> TASK STATEMENT
In the records below, start at the line containing "Would you mind pointing at the frozen" and reproduce each line verbatim through the line containing "column 450, row 140", including both of those lines.

> DATA PROVIDED

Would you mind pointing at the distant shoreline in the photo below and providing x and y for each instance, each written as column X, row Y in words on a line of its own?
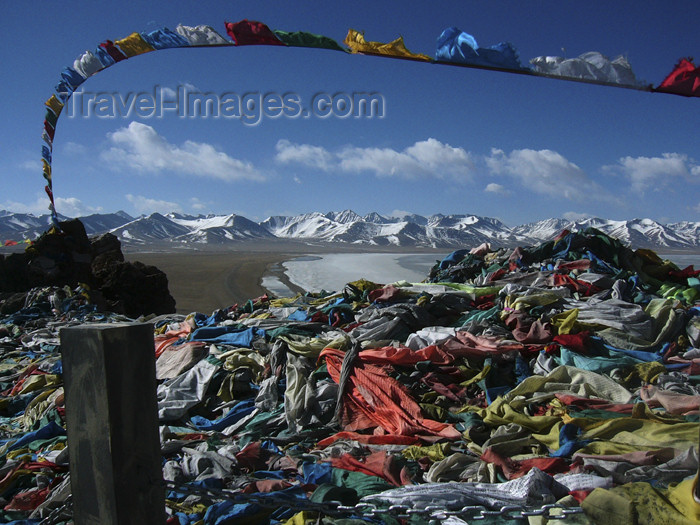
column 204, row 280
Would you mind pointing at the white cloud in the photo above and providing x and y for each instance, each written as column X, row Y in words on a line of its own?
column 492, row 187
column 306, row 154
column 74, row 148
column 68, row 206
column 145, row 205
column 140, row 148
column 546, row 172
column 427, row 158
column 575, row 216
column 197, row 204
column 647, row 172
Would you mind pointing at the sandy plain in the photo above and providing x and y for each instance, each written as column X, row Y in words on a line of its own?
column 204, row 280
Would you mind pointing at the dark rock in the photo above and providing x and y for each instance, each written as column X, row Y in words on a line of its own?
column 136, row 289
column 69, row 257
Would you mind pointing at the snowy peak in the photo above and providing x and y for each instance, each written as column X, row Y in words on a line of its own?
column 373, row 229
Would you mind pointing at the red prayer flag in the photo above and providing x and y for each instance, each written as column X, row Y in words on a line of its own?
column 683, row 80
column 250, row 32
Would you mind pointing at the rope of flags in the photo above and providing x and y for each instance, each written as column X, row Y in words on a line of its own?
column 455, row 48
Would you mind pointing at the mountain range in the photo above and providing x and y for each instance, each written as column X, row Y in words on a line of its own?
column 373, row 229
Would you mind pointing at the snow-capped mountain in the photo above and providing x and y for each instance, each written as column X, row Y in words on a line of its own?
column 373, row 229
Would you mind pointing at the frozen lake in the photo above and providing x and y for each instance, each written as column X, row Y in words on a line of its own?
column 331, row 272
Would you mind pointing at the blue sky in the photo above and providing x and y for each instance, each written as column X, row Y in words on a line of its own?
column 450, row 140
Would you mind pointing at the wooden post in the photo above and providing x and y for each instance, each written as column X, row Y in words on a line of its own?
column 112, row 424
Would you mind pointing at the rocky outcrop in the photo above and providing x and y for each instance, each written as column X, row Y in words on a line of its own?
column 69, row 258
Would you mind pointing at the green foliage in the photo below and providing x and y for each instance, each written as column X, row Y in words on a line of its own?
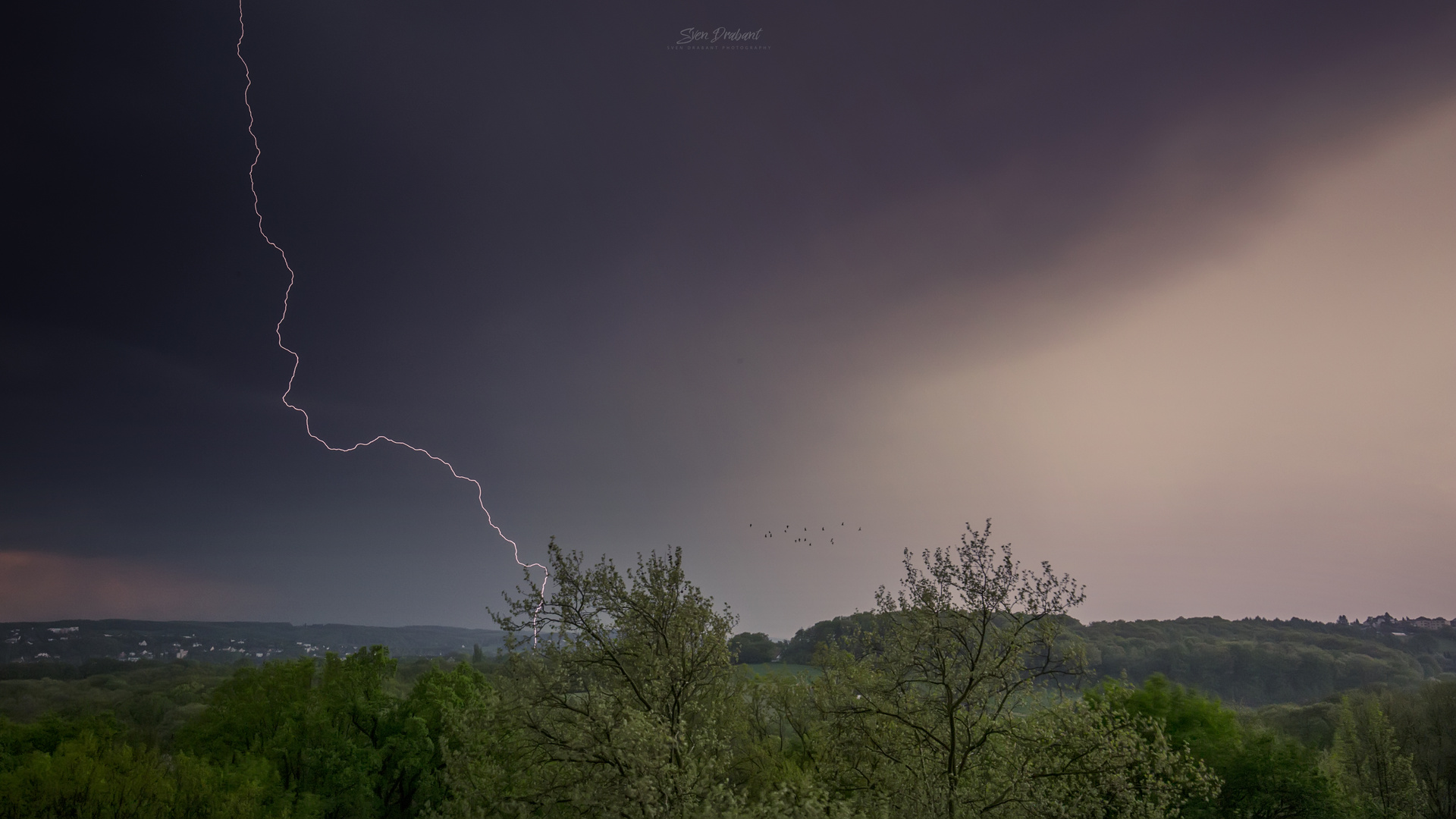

> TASK RESULT
Would you mind pointing at the frozen lake in the photo above and providing x and y for each instance, each written as column X, row Y in words on a line of its own?
column 331, row 272
Would you mind pointing at the blue sky in the photo above and providing x and y for each instance, each written as column X, row Y in words on a line of its own?
column 450, row 140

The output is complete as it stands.